WHAT TO WORK ON => Copy the passage of the Amma Asante interview from "Amma Asante has" to "London Film Festival." word for word.

═════ SOURCE EXTRACT ═════

Amma Asante has taken an unusual route into film direction. After appearing on TV screens as a child actor in Grange Hill, she moved behind the camera, writing New Year Jamdown and the BBC Two series Brothers And Sisters. Now she's making her directorial debut with the gritty but compelling South Wales racism drama A Way Of Life, which she also wrote. She recently won the UK Film Talent Award at the 48th Times bfi London Film Festival.

Interviewed by Adrian Hennigan


Where did the idea for A Way Of Life come from?

Two ideas hit me at the same time. The press was focusing a lot on girl-led gang crime - boy gangs with maybe one girl running things. I suppose, having been an actress in my late teens, I was always interested in that area. When I'd written my soap, those late teen characters were the age range I enjoyed writing about the most. At the same time, the Bradford/Burnley riots were happening and the news was focusing quite a bit on that. I was listening to the young Asian guys, and then listening to what the young white guys were saying, and to me they were saying the same thing. But all they could see were their differences. I found myself wanting to challenge the stereotypes, and show that people who seem different can be incredibly similar. I wanted to find the humanity that links us all, really. That's what a good film is all about.

Why is it set in South Wales?

═════ RECORDS SUPPLIED ═════

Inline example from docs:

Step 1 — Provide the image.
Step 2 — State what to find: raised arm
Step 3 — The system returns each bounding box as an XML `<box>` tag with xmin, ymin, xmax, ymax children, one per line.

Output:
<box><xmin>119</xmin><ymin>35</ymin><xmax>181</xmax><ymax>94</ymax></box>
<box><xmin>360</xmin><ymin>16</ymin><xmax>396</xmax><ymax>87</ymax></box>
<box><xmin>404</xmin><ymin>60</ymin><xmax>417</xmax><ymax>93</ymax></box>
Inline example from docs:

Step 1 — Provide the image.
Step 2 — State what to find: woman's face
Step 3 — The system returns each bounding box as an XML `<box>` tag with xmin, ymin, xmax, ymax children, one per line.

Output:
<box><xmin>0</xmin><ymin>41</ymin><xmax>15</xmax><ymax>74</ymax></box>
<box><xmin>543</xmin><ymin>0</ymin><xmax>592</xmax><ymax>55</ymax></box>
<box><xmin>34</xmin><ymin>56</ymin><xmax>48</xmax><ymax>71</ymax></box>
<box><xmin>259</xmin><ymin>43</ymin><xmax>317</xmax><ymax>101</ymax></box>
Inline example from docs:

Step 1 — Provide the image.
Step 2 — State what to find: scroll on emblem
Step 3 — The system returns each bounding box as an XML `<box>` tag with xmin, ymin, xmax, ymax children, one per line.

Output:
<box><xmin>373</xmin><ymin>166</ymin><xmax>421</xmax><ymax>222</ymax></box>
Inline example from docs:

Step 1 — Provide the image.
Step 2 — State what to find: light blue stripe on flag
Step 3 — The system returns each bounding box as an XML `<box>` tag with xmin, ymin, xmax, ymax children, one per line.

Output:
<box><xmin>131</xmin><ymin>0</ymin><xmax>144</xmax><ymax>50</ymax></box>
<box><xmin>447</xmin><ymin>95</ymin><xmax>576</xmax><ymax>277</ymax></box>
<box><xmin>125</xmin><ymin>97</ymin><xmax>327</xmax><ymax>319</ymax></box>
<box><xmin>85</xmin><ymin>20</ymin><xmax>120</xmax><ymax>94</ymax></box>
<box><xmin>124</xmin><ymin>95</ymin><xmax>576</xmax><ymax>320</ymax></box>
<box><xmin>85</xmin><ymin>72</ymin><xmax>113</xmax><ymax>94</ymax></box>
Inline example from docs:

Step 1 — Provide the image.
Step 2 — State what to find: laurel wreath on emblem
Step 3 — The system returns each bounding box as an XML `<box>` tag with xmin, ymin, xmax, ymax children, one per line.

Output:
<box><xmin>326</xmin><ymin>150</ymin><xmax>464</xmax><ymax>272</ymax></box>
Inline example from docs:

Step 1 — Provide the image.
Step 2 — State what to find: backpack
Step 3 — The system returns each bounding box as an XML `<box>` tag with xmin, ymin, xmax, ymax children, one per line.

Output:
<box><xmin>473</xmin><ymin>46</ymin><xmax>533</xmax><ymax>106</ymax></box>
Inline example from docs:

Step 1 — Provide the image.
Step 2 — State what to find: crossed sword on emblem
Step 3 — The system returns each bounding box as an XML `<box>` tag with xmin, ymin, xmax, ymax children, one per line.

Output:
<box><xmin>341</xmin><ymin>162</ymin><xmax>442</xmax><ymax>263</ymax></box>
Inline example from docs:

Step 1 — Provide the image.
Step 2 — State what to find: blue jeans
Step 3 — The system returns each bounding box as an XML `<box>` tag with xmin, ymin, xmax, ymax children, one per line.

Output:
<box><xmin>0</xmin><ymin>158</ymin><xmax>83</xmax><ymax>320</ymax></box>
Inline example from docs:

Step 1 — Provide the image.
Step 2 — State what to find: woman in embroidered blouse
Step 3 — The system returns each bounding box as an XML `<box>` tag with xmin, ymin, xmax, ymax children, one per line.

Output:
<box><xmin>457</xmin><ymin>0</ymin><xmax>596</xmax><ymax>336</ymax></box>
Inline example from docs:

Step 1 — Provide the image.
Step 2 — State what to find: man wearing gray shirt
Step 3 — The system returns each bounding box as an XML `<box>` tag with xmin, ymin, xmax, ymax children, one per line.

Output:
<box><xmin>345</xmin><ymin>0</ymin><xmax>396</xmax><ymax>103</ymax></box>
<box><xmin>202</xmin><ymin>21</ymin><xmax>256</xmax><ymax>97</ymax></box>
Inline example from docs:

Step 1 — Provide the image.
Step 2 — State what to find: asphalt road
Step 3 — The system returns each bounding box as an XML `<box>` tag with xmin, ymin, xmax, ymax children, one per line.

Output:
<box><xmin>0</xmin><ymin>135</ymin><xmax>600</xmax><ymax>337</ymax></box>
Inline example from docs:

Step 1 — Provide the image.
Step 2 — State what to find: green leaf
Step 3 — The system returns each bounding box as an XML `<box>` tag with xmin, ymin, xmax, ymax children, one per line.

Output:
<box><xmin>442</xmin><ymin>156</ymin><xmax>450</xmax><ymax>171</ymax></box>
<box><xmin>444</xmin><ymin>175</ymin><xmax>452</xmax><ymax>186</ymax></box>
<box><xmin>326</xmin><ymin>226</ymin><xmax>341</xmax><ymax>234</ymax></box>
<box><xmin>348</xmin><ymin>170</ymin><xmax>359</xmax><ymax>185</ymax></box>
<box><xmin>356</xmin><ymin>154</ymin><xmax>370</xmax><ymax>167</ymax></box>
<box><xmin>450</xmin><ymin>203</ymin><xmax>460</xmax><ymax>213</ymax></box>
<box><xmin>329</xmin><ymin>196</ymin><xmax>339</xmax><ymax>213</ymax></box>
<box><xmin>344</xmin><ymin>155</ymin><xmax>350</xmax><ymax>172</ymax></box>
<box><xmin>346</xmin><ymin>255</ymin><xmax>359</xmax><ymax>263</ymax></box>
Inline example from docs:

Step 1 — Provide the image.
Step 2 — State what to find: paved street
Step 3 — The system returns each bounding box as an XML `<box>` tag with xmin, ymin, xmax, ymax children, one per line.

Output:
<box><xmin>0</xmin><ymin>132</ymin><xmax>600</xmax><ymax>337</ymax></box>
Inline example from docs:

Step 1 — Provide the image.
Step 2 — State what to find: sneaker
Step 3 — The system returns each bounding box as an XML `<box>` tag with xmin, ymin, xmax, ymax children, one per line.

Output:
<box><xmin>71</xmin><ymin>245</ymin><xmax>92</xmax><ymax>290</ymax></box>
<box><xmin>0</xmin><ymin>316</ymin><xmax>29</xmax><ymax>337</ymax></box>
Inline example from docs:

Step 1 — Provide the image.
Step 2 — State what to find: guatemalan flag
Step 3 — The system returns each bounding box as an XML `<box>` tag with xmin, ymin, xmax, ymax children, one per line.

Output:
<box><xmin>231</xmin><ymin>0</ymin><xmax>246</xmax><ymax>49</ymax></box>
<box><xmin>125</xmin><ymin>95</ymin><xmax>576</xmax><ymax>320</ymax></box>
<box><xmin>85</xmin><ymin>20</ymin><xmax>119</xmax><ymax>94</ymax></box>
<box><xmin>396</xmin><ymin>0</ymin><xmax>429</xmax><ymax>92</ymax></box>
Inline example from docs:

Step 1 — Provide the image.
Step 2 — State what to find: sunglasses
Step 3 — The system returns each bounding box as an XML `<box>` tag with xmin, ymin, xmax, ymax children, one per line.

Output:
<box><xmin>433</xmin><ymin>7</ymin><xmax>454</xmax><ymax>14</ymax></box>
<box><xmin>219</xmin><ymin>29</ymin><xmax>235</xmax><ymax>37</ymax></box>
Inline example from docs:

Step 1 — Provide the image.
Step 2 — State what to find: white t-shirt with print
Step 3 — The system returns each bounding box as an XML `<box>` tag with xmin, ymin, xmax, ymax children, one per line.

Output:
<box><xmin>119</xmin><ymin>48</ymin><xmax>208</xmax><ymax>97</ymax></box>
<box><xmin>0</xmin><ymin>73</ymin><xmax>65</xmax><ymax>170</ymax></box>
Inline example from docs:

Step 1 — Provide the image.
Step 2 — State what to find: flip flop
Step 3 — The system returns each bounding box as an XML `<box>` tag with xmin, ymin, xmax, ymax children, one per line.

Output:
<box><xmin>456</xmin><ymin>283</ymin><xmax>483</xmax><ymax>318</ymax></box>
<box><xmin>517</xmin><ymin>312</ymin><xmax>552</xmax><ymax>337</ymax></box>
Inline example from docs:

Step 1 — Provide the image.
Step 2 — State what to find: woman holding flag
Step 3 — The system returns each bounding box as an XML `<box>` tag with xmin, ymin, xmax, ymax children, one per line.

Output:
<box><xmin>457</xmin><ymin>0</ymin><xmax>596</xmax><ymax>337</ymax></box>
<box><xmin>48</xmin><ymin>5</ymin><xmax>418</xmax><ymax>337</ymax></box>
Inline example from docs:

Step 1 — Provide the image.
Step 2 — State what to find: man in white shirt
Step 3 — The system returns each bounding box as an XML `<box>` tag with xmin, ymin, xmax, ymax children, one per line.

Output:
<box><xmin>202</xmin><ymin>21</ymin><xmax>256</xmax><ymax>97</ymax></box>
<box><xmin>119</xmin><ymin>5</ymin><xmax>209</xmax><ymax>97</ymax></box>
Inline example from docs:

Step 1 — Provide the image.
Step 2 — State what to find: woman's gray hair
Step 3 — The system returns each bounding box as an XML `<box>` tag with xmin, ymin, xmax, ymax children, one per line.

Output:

═════

OUTPUT FOR THIS EXERCISE =>
Amma Asante has taken an unusual route into film direction. After appearing on TV screens as a child actor in Grange Hill, she moved behind the camera, writing New Year Jamdown and the BBC Two series Brothers And Sisters. Now she's making her directorial debut with the gritty but compelling South Wales racism drama A Way Of Life, which she also wrote. She recently won the UK Film Talent Award at the 48th Times bfi London Film Festival.